与えられた情報:
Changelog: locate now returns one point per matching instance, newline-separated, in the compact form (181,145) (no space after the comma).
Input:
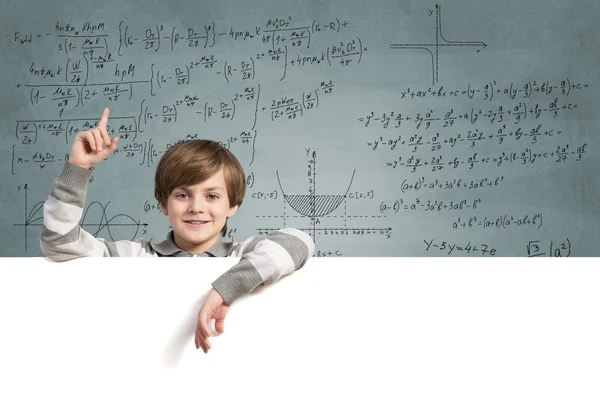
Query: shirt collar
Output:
(168,248)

与えられた指示:
上のレコードをすべて、「shirt collar」を「coat collar」に置き換えた形に編集し、ほかの部分は変えずに示してください。答えに画像は含めないでください。

この課題の解答:
Changelog: locate now returns one point per matching instance, newline-separated, in the compact form (181,145) (no space after the comma).
Input:
Query: coat collar
Output:
(168,248)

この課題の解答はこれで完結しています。